> [PASSAGE]
========================================================================
IN THE MATTER OF an appeal heard on September 20, 2012, pursuant to section 67 of the Customs Act, R.S.C. 1985 (2d Supp.), c. 1;

AND IN THE MATTER OF 11 decisions of the President of the Canada Border Services Agency, made between May 14 and June 3, 2009, with respect to requests for re-determination pursuant to subsection 60(4) of the Customs Act.

BETWEEN

IGLOO VIKSKI INC. Appellant

AND

THE PRESIDENT OF THE CANADA BORDER SERVICES AGENCY Respondent

DECISION

The appeal is dismissed.

Diane Vincent
Diane Vincent
Presiding Member

Eric Wildhaber
Eric Wildhaber
Secretary

The statement of reasons will be issued at a later date.

Place of Hearing: Ottawa, Ontario

Date of Hearing: September 20, 2012

Tribunal Member: Diane Vincent, Presiding Member

Counsel for the Tribunal: Georges Bujold
Anja Grabundzija

Manager, Registrar Programs and Services: Michel Parent

Registrar Officer: Cheryl Unitt

Registrar Support Officer: Rosemary Hong

PARTICIPANTS:

Appellant Counsel/Representative
Igloo Vikski Inc. Michael Kaylor
Respondent Counsel/Representative
President of the Canada Border Services Agency Geneviève Lecours

WITNESS:

Christophe Charbault
Brand Manager – Team Sports
Raymond Lanctôt Ltée

Please address all communications to:

The Secretary
Canadian International Trade Tribunal
333 Laurier Avenue West
15th Floor
Ottawa, Ontario
K1A 0G7

Telephone: 613-993-3595
Fax: 613-990-2439
E-mail:

STATEMENT OF REASONS

1. This is an appeal filed by Igloo Vikski Inc. (Igloo Vikski) with the Canadian International Trade Tribunal (the Tribunal) pursuant to subsection 67(1) of the Customs Act1 from decisions made between May 14 and June 3, 2009, by the President of the Canada Border Services Agency (CBSA), pursuant to subsection 60(4).

2. The issue in this appeal is whether five models of sports gloves designed for ice hockey goaltenders (the goods in issue) are properly classified under tariff item No. 6216.00.00 of the schedule to the Customs Tariff2 as gloves, mittens and mitts, as determined by the CBSA, or should be classified under tariff item No. 3926.90.90 as other articles of plastics and articles of other materials of heading Nos. 39.01 to 39.14, as claimed by Igloo Vikski.
========================================================================
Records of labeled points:
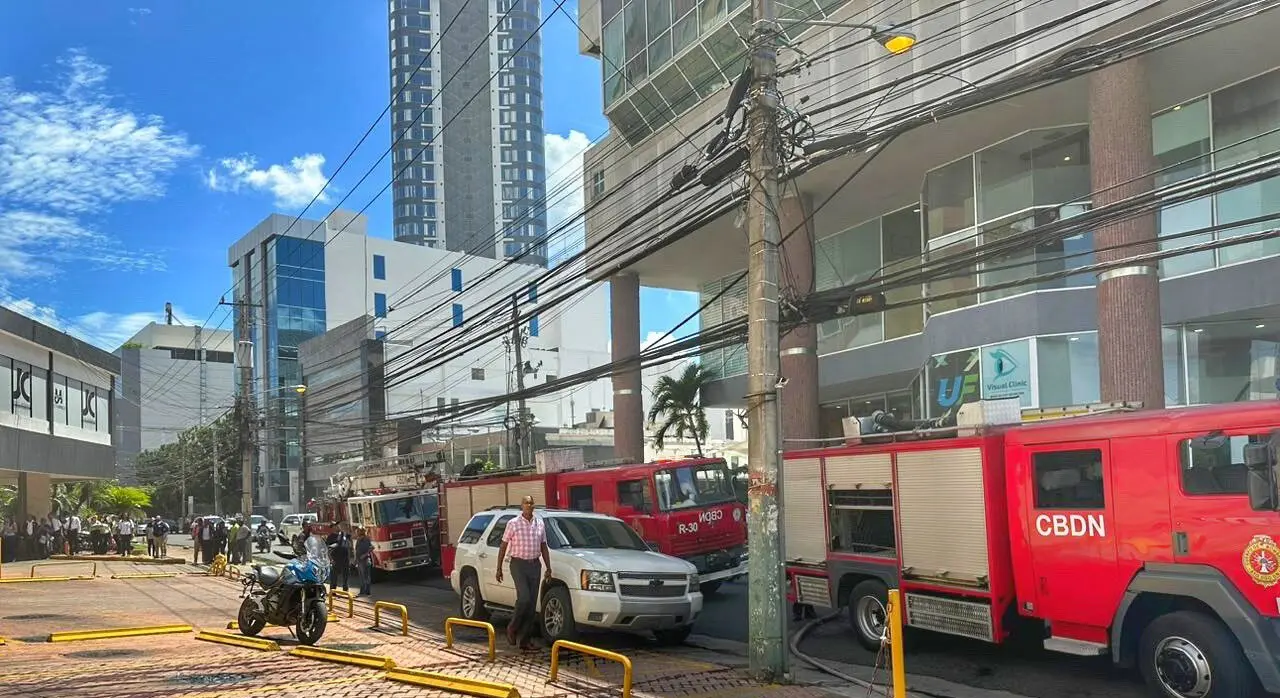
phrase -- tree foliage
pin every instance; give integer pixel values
(188, 464)
(677, 409)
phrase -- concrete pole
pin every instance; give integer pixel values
(1129, 331)
(767, 651)
(625, 333)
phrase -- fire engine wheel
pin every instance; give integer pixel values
(470, 602)
(868, 612)
(1191, 655)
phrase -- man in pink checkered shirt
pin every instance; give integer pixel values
(525, 538)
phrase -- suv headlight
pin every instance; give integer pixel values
(593, 580)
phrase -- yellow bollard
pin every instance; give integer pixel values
(895, 643)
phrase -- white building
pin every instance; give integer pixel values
(321, 274)
(172, 378)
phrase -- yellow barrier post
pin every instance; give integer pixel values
(351, 602)
(452, 684)
(48, 564)
(380, 605)
(895, 643)
(480, 624)
(597, 652)
(76, 635)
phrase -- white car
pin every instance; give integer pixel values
(292, 525)
(603, 575)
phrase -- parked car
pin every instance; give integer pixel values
(603, 575)
(292, 525)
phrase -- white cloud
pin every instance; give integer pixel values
(293, 186)
(565, 190)
(67, 156)
(106, 331)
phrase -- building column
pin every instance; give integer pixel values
(798, 346)
(1121, 162)
(35, 495)
(627, 401)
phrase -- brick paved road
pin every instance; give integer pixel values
(181, 666)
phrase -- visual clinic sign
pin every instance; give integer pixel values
(1006, 372)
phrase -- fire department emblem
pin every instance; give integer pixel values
(1261, 560)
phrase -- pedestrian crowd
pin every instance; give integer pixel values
(58, 534)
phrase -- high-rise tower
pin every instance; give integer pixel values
(474, 176)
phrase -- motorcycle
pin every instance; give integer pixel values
(292, 597)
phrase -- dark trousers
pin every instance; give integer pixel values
(528, 576)
(341, 570)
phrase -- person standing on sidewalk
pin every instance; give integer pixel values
(525, 539)
(161, 532)
(365, 561)
(126, 530)
(339, 550)
(73, 530)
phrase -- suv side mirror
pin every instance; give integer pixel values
(1261, 464)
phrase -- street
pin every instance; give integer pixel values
(1023, 670)
(1015, 669)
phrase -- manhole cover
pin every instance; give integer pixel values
(211, 679)
(101, 653)
(351, 647)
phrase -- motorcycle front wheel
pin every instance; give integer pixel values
(312, 623)
(251, 623)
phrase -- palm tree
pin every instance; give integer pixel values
(677, 406)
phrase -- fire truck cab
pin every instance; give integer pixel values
(396, 501)
(685, 509)
(1144, 535)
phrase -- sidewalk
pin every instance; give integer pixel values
(179, 665)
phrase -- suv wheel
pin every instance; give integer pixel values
(558, 615)
(470, 602)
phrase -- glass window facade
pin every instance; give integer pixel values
(295, 308)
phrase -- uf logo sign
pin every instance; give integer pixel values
(952, 391)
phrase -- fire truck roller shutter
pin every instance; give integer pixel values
(516, 492)
(869, 471)
(804, 511)
(942, 514)
(457, 510)
(487, 496)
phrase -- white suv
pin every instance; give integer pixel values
(603, 575)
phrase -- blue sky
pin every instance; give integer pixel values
(113, 114)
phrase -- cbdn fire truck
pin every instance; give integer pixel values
(1150, 537)
(397, 502)
(686, 509)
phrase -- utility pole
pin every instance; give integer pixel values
(517, 340)
(245, 398)
(218, 474)
(767, 649)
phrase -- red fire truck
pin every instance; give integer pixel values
(1150, 537)
(396, 500)
(686, 509)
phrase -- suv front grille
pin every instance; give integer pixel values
(653, 584)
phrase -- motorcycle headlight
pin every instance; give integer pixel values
(594, 580)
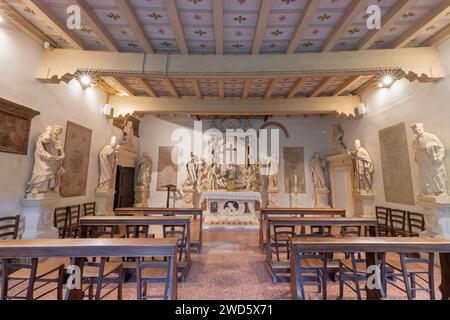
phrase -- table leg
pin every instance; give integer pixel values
(445, 275)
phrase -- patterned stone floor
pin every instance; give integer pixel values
(231, 267)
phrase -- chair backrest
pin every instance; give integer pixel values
(9, 227)
(398, 219)
(74, 215)
(382, 214)
(416, 222)
(89, 209)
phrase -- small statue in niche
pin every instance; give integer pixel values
(363, 168)
(338, 145)
(107, 161)
(429, 155)
(144, 171)
(317, 170)
(48, 158)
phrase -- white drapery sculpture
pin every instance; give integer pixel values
(48, 158)
(429, 155)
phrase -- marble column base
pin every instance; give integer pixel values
(364, 204)
(437, 216)
(38, 216)
(104, 203)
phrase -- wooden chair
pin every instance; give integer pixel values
(312, 270)
(382, 215)
(280, 238)
(74, 214)
(61, 222)
(89, 209)
(410, 270)
(397, 225)
(44, 273)
(416, 224)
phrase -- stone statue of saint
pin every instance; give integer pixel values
(338, 146)
(107, 160)
(317, 170)
(145, 171)
(429, 155)
(363, 168)
(48, 158)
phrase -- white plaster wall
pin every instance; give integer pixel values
(308, 133)
(404, 102)
(57, 103)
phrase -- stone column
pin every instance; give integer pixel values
(364, 204)
(104, 202)
(437, 215)
(38, 216)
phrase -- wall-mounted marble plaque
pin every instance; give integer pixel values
(167, 169)
(398, 186)
(294, 170)
(15, 124)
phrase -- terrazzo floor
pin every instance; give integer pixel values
(231, 267)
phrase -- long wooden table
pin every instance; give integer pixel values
(183, 266)
(372, 246)
(196, 244)
(281, 267)
(316, 212)
(78, 249)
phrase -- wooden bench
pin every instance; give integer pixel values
(79, 249)
(371, 246)
(183, 266)
(316, 212)
(196, 244)
(281, 267)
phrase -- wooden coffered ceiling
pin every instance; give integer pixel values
(200, 48)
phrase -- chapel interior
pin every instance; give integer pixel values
(224, 149)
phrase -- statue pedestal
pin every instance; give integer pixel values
(364, 204)
(437, 215)
(38, 216)
(190, 197)
(321, 198)
(104, 201)
(272, 197)
(142, 194)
========================================================================
> [WHAT IS EXPECTED]
Continue the tribunal decision on the hockey goaltender gloves from where it stops.

> [EXERCISE ANSWER]
PROCEDURAL HISTORY

3. From November 10, 2003, to December 20, 2005, Igloo Vikski imported the goods in issue under tariff item No. 6216.00.00 as gloves, mittens and mitts.

4. Between June 14, 2005, and October 31, 2007, Igloo Vikski requested refunds of duty pursuant to paragraph 74(1)(e) of the Act, claiming that the goods in issue should be classified under tariff item No. 9506.99.90 as other articles or equipment for sports. Between December 10, 2007, and January 8, 2008, the CBSA issued re-determinations pursuant to paragraph 59(1)(a), stating that the goods in issue could not be classified in Chapter 95, as claimed by Igloo Vikski, and, therefore, denied the requests for refunds of duty. The CBSA determined that four models of the goods in issue would remain classified under tariff item No. 6216.00.00 and that two other models would be classified under tariff item No. 3926.20.92 as mittens or non-disposable gloves.

5. On February 15, 2008, Igloo Vikski requested further re-determinations pursuant to subsection 60(1) of the Act. Igloo Vikski claimed that all the models of the goods in issue should be classified under tariff item No. 3926.20.92. Between May 14 and June 3, 2009, the CBSA issued 11 decisions pursuant to subsection 60(4), determining that the goods in issue, save one model, were properly classified under tariff item No. 6216.00.00. The remaining model was classified under tariff item No. 3926.20.92.

6. On August 10, 2009, Igloo Vikski filed the present appeal with the Tribunal pursuant to subsection 67(1) of the Act.

7. On August 27, 2009, the Tribunal informed the parties that the appeal would be held in abeyance pending the outcome in another appeal, that is, Sher-Wood Hockey Inc. v. President of the Canada Border Services Agency.3 The Tribunal’s decision in Sher-Wood was issued on February 10, 2011. While this decision was subsequently appealed to the Federal Court of Appeal, this appeal was later withdrawn. Having been made aware of the outcome in Sher-Wood, on November 18, 2011, Igloo Vikski informed the Tribunal that it wished to pursue the present appeal.

8. On September 20, 2012, the Tribunal held a public hearing in Ottawa, Ontario.

9. Igloo Vikski called one witness. Mr. Christophe Charbault, Brand Manager - Team Sports with Raymond Lanctôt Ltée, in Montréal, was qualified by the Tribunal as an expert in the design of hockey products, including goaltender gloves. The CBSA did not call any witnesses.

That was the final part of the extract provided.